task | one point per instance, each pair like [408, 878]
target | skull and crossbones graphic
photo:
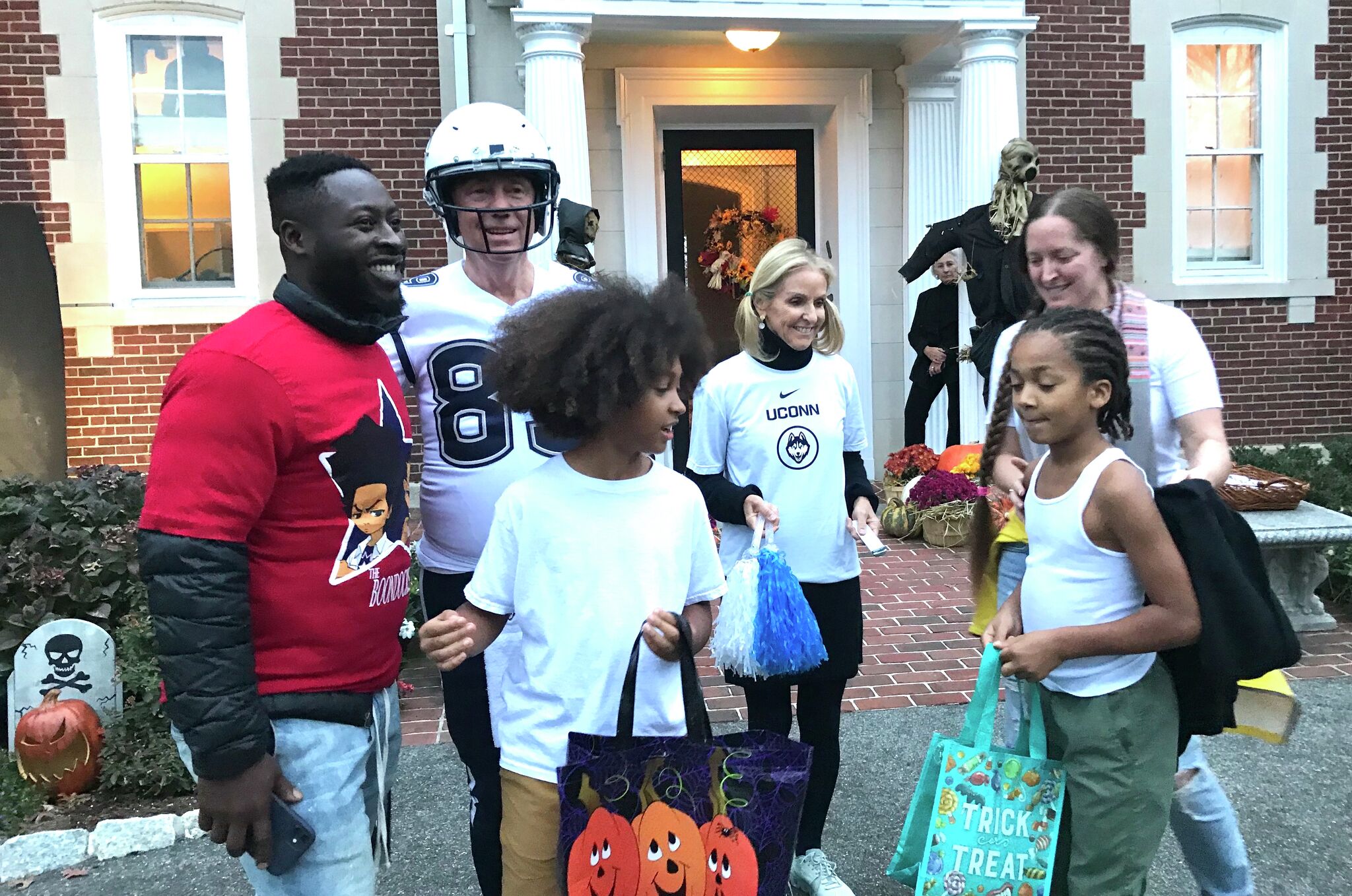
[64, 656]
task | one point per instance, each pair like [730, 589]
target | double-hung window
[1229, 161]
[176, 157]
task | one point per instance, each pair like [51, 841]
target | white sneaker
[814, 875]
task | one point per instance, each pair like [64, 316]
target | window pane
[1200, 181]
[1234, 236]
[210, 191]
[1238, 68]
[215, 260]
[1238, 122]
[205, 134]
[1200, 236]
[1201, 68]
[1236, 179]
[166, 255]
[164, 191]
[203, 64]
[1201, 123]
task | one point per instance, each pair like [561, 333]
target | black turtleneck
[361, 329]
[725, 499]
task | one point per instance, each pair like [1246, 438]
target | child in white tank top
[1081, 624]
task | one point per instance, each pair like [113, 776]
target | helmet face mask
[487, 138]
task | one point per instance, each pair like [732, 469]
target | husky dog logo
[797, 448]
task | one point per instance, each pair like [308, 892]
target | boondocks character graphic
[370, 465]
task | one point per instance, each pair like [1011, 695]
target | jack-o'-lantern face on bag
[729, 860]
[671, 853]
[603, 860]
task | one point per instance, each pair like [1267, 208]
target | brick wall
[1281, 381]
[29, 141]
[1081, 67]
[370, 86]
[113, 402]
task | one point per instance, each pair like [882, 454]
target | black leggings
[465, 693]
[819, 726]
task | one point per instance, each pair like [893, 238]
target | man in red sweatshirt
[272, 540]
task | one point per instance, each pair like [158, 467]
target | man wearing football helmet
[490, 179]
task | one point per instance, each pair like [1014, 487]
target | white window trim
[119, 181]
[1271, 233]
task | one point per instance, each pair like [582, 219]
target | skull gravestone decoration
[71, 655]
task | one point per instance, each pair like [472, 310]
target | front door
[730, 197]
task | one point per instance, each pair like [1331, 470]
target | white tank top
[1073, 581]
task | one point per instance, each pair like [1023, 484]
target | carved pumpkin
[57, 745]
[671, 853]
[955, 455]
[729, 858]
[603, 860]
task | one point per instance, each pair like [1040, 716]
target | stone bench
[1293, 545]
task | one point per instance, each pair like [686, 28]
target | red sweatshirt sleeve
[224, 429]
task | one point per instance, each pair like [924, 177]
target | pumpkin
[57, 744]
[671, 852]
[955, 455]
[603, 860]
[899, 521]
[729, 858]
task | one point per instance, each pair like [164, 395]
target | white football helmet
[490, 137]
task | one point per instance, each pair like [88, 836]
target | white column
[931, 191]
[555, 103]
[988, 119]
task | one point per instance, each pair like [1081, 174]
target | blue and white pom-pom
[787, 638]
[735, 631]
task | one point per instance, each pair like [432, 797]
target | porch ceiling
[803, 19]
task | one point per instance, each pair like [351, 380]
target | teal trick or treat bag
[984, 819]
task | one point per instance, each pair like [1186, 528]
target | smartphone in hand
[291, 837]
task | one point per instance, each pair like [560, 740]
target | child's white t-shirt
[1182, 381]
[787, 433]
[582, 563]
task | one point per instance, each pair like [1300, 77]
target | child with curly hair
[592, 548]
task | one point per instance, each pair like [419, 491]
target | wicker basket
[947, 533]
[1275, 492]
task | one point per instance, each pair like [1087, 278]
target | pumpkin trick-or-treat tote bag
[984, 819]
[642, 817]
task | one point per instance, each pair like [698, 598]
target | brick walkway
[916, 647]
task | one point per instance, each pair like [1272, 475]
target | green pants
[1120, 752]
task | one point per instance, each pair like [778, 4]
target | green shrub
[68, 550]
[1330, 474]
[19, 800]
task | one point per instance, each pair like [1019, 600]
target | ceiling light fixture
[751, 41]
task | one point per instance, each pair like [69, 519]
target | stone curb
[30, 854]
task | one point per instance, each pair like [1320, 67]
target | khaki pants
[1120, 752]
[530, 835]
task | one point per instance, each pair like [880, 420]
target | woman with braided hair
[1069, 255]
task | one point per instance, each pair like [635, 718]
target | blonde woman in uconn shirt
[778, 432]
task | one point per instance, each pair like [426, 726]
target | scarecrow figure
[578, 226]
[990, 237]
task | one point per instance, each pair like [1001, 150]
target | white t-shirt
[472, 448]
[1073, 581]
[582, 563]
[1182, 381]
[784, 432]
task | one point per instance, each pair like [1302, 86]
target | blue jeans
[1202, 818]
[1206, 830]
[344, 775]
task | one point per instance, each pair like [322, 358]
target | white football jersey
[473, 448]
[787, 433]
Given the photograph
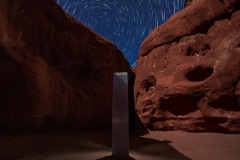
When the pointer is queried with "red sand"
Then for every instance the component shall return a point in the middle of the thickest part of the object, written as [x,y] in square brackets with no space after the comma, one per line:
[97,145]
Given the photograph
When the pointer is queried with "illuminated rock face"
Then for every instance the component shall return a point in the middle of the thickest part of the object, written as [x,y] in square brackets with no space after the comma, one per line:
[188,70]
[54,72]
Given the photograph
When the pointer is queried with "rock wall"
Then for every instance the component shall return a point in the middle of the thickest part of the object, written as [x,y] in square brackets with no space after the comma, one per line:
[54,71]
[188,70]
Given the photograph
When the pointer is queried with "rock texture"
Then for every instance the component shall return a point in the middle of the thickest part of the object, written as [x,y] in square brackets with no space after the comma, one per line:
[188,70]
[54,72]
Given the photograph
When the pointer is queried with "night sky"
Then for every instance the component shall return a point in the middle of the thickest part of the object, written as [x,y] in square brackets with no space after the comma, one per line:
[124,22]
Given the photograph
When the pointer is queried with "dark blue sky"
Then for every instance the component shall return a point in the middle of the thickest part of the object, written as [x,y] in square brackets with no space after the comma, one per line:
[124,22]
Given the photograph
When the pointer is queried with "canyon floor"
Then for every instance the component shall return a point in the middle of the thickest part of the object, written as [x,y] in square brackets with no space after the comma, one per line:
[97,146]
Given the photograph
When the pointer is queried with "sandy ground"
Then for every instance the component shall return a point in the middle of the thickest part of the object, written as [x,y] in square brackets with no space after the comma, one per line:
[97,146]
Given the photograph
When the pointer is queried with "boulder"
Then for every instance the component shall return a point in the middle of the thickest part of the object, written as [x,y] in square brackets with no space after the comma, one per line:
[188,70]
[54,72]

What you will do »
Gather each line of the records holding the string "pointer".

Written answer »
When the pointer is queried with "red sand"
When the pointer is queried with "illuminated rock face"
When the pointer is queried with "rock wall"
When the pointer is queried with "rock texture"
When the pointer is queried with "night sky"
When the pointer is queried with "dark blue sky"
When the pointer is queried with "canyon floor"
When the pointer is queried with "sandy ground"
When the pointer is queried with "boulder"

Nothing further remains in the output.